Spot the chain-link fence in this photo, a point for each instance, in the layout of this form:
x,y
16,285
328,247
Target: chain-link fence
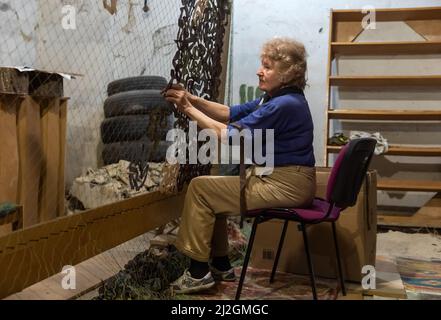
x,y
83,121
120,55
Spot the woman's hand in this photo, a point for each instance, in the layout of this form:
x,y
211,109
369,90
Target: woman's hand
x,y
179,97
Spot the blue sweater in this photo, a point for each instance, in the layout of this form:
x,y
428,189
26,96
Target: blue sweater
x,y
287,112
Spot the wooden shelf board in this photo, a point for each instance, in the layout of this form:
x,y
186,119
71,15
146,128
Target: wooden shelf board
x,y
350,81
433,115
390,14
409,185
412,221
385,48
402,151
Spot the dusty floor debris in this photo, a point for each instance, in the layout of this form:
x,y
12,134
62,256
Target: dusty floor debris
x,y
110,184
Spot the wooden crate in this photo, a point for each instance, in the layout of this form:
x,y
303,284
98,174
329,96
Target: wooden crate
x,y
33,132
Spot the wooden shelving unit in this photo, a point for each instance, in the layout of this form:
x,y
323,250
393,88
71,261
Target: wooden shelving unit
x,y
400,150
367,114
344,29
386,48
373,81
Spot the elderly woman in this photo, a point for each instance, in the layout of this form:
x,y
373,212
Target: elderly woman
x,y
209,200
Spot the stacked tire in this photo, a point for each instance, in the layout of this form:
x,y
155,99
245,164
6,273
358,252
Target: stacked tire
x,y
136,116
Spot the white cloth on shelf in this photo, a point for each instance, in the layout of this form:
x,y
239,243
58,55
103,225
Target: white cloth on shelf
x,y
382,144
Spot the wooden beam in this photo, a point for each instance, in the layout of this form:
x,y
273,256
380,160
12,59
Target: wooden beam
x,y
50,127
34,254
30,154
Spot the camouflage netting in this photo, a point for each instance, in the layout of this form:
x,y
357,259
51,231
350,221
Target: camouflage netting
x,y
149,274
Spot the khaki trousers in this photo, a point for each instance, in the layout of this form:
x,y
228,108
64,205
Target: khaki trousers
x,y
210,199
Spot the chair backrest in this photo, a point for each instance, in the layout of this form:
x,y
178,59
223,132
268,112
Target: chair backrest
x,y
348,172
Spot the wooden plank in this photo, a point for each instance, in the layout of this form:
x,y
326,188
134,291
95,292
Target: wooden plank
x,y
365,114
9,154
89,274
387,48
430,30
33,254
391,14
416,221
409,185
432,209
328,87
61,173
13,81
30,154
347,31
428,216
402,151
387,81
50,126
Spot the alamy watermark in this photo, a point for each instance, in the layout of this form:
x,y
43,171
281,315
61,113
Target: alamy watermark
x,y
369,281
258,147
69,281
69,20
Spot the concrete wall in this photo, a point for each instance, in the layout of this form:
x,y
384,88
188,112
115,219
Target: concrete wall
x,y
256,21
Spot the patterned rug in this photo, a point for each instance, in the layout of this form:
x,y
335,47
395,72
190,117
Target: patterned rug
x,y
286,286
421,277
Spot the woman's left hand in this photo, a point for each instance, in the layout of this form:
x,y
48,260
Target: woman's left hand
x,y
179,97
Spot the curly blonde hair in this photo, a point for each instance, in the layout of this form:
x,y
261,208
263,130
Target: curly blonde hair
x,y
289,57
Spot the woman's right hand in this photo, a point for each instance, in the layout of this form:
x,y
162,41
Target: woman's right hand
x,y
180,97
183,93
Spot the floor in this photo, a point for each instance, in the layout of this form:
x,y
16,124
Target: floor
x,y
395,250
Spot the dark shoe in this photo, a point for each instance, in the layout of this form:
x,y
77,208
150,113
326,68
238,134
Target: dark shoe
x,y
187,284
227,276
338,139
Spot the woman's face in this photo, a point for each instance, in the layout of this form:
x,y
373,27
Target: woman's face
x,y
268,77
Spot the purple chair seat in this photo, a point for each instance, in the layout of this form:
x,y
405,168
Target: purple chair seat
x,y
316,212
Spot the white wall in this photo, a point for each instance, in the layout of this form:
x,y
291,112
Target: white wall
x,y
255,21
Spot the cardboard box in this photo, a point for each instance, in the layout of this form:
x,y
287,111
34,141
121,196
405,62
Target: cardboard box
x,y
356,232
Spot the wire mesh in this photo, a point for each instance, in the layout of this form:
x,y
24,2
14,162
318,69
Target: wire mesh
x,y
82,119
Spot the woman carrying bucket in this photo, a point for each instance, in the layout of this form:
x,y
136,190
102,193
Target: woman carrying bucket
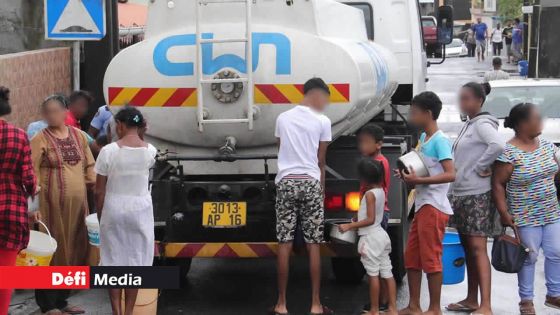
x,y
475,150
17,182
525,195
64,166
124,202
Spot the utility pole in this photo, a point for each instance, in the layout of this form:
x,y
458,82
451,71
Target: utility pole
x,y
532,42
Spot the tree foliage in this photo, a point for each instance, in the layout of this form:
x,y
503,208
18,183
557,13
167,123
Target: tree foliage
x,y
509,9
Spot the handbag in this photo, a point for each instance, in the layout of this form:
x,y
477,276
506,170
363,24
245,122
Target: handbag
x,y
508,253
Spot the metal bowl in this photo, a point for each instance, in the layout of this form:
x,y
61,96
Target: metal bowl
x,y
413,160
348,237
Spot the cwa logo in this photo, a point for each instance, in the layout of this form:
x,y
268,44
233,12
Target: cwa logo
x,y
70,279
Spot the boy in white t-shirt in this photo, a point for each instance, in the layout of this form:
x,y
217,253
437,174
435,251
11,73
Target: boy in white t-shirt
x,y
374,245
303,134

******

> [TASK TO CARRY OUT]: Substitute "in this image" for "in this photo" everywhere in the listing above and write it all out again, changing nothing else and omitting the pictures.

> [FINAL RESULT]:
Spot the chain-link fence in this image, a point for each instance, in the layout of this form:
x,y
16,285
328,247
Target: chain-link fence
x,y
83,121
120,55
Spot the woman's hand in this image, a point for each instance, in the layout of this form:
x,y
211,109
369,90
Target: woman's hand
x,y
179,97
Spot the blue sweater in this image, a point for each instance, in the layout of this form:
x,y
428,189
26,96
Target: blue sweater
x,y
287,112
Spot the wooden shelf board in this image, a point for each instance, in the layout of this form:
x,y
186,119
71,15
146,128
Target: wooden shelf board
x,y
350,81
433,115
390,14
409,185
412,221
385,48
402,151
Spot the dusty floor debris in this image, a point for each instance, in the layout of this form:
x,y
12,134
62,256
Target: dusty floor debris
x,y
110,184
Spot the wooden crate in this image, a point for each instance, in the layout of this form:
x,y
303,284
98,174
329,96
Target: wooden crate
x,y
33,132
Spot the wooden shelving unit in this image, a point for each instance, in the layout of this form:
x,y
323,250
393,88
71,261
Target: wooden shelving unit
x,y
400,150
367,114
344,29
386,48
373,81
Spot the elderly woman in this image, a point for each instance, in the layout of this form:
x,y
373,212
Target: elderly woman
x,y
209,200
Spot the stacked tire in this image, a point for each instance, in the layout of this form:
x,y
155,99
245,164
6,273
358,252
Target: stacked tire
x,y
136,116
Spot the white cloth on shelf in this image, a point for each instance, in the layout of this form:
x,y
239,243
58,55
103,225
Target: white cloth on shelf
x,y
382,144
Spot the wooden beam in this image, a point for each instance, in the layout of this form:
x,y
273,256
380,160
12,59
Target: wooden beam
x,y
50,127
34,254
30,154
Spot the camouflage netting in this image, a point for each instance, in the layout of this form:
x,y
357,259
51,231
350,221
Target: camouflage netting
x,y
149,274
Spot the khaki trousers in this image, a point for each instance, in the layout of this form:
x,y
228,108
64,205
Target: khaki trousers
x,y
210,199
Spot the chair backrest in this image, a point for each instance, in the layout of this form:
x,y
178,59
223,132
268,112
Target: chair backrest
x,y
348,172
Spot the wooden plank in this image, a point for each instance, in the layout of this form:
x,y
326,188
134,291
95,292
Target: wooden plank
x,y
365,114
9,154
89,274
387,48
430,30
33,254
391,14
416,221
409,185
432,209
328,87
61,173
13,81
30,154
347,31
428,216
402,151
387,81
50,126
Spot the alamy watermark in this image, a point for each instance, in the layout of this form:
x,y
43,171
281,315
61,113
Target: alamy watermark
x,y
369,281
258,147
69,281
69,20
Spot the concrete wall in this image, a point for each instance, in the layout of this form:
x,y
384,88
188,112
115,219
Target: concrete wall
x,y
256,21
Spot the patterned rug in this image, a point for each instance, in the layout of this form:
x,y
335,47
395,72
190,117
Target: patterned rug
x,y
286,286
421,277
Spot the woman's left hand in this image, a point for each instance, in the layout of this form:
x,y
48,260
Target: woman's left hand
x,y
179,97
Spot the curly blonde hair in this image, a point for each instance, in the layout of this form:
x,y
261,208
263,130
Target: curly blonde hair
x,y
289,57
Spot the woman's right hand in this image, a point for each instance, in the layout of this form:
x,y
162,41
Target: woman's right hand
x,y
180,97
183,93
Spot the floor in this image, a point for each instance, in the layout of this form:
x,y
16,124
Target: floor
x,y
395,250
Spot the dark shoe in this image, a point for each instance, in the layout of this form:
x,y
77,208
150,113
326,68
238,134
Target: dark shoe
x,y
187,284
227,276
338,139
Spot the woman's face in this image, a point for each instance, in the layout of this form:
x,y
373,27
Target: woman's face
x,y
268,77
Spot the purple chair seat in this image, a point for each instance, in the layout of this form:
x,y
405,168
Target: purple chair seat
x,y
316,212
Spot the white wall in this image, a point for each instance, in the layout of this form:
x,y
291,112
Target: white wall
x,y
255,21
Spot the cardboard box in this image, a point for each instance, in the layout of this form:
x,y
287,111
34,141
121,196
405,62
Target: cardboard box
x,y
356,232
Spot the wire mesh in this image, a point for each instance, in the layout of this form:
x,y
24,2
14,162
318,69
Target: wire mesh
x,y
82,119
Spot the woman carrying bucket in this image, a point for each instance, in the layout of this form:
x,y
136,190
102,193
Target: woman carrying bucket
x,y
475,150
17,182
525,195
64,166
124,202
Spot the utility pole in this image, a point for each instance, in the layout of this form:
x,y
458,82
451,71
Target: utility pole
x,y
532,42
Spot the tree foliage in this image, a point for each instance, in the layout of this form:
x,y
503,208
18,183
557,13
167,123
Target: tree foliage
x,y
509,9
Spot the handbag in this image, a point for each instance, in the layout of this form:
x,y
477,276
506,170
363,24
245,122
Target: handbag
x,y
508,253
Spot the metal bowl in this image, a point for each instance, in the layout of this form:
x,y
61,96
Target: metal bowl
x,y
413,160
348,237
Spot the cwa logo in this image, a point for each instance, in the layout of this form:
x,y
268,44
233,12
Target: cwa logo
x,y
70,279
Spot the boy in white t-shirt in this image, a point for each instance, in the layout of this form:
x,y
217,253
437,174
435,251
11,73
Target: boy in white t-shirt
x,y
374,245
303,134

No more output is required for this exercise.